— PROBLEM STATEMENT —
Format the rows from the line with "green leaves, placed" up to and including the line with "(1058, 219)" as a two-column CSV with the header instruction,keypoints. Each instruction goes in one quoted instruction field, and the coordinates that follow it go in one quoted keypoints field on the same CSV line, with line breaks replaced by spaces.

— RECORDS FOR THE TASK —
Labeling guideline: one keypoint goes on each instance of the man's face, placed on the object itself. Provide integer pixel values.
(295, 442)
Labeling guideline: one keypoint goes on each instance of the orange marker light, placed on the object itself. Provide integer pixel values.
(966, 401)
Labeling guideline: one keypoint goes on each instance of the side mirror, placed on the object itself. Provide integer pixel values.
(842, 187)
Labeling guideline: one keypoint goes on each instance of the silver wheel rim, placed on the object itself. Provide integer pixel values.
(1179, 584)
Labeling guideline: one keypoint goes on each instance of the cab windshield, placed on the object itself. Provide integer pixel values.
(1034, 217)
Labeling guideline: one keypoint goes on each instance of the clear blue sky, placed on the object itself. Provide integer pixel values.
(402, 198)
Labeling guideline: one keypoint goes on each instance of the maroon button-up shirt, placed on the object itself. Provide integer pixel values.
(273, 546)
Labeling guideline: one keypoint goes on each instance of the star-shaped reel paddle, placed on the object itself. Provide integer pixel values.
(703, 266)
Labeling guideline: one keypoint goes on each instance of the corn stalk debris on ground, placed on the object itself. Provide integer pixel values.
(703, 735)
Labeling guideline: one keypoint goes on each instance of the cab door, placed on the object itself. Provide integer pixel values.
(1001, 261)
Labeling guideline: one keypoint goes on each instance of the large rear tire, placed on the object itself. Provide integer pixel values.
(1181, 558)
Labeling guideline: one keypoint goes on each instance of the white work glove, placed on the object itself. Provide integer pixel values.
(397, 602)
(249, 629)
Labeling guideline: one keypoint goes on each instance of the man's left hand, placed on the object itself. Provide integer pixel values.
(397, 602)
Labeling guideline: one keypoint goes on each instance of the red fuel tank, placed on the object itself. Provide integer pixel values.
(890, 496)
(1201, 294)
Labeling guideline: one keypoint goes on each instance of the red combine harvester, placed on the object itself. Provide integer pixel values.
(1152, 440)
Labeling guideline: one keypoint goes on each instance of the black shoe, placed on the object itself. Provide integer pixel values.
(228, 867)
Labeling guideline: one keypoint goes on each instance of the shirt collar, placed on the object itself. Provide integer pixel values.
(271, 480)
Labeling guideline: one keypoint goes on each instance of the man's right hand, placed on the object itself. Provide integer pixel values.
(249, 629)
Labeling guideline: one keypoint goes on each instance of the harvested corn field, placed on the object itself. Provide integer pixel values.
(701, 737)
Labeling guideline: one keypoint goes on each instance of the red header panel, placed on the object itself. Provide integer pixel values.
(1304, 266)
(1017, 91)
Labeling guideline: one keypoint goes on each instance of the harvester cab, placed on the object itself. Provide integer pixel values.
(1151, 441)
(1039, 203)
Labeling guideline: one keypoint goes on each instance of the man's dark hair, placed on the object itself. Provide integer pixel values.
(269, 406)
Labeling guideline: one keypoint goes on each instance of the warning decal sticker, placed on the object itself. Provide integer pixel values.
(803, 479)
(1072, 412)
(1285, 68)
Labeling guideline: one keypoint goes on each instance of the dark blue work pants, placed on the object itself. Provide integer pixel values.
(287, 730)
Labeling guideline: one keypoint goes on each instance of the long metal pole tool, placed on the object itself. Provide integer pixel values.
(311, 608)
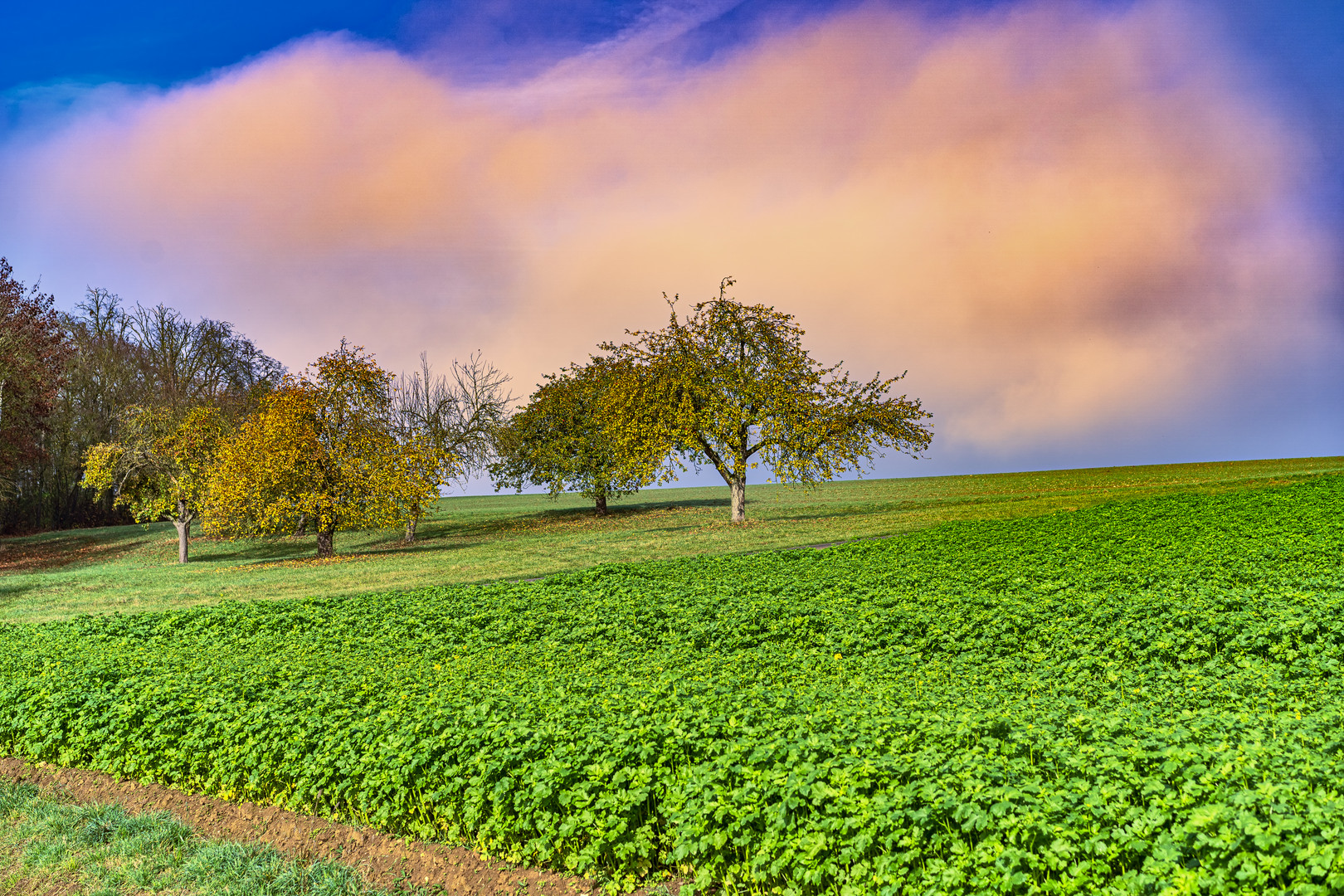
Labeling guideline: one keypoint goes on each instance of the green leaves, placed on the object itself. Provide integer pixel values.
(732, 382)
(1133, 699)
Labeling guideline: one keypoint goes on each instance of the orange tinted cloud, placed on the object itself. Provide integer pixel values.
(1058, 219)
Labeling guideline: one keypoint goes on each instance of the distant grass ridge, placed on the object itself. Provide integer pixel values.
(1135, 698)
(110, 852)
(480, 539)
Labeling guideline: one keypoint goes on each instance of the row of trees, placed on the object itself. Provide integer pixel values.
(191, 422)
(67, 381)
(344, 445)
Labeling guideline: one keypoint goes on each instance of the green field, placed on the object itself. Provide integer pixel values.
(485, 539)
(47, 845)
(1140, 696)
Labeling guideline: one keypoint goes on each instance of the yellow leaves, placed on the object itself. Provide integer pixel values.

— SOLUTION TO THIS TASK —
instruction,keypoints
"Labeling guideline: one keypoint goes on each instance of the green leaves, placed on the object itself. Provide integer pixel values.","(732, 382) (1133, 699)"
"Labeling guideline: one keypoint goes on each instance of the orange tinted cloud, placed on the object itself. Provide integer pixel values.","(1058, 219)"